= DO THIS =
Print the rows below line for line, without changing anything, and omit the pictures from your output.

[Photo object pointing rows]
______

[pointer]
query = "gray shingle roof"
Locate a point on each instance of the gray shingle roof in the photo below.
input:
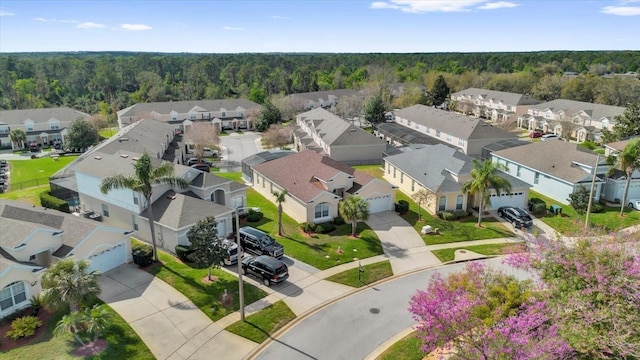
(506, 98)
(460, 126)
(432, 166)
(553, 157)
(184, 107)
(336, 131)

______

= EXERCISE SOLUTION =
[pointer]
query = "gray shingle roof"
Locate a point on each instance of the gray shingle roof in the photo below.
input:
(506, 98)
(460, 126)
(432, 166)
(553, 157)
(184, 107)
(336, 131)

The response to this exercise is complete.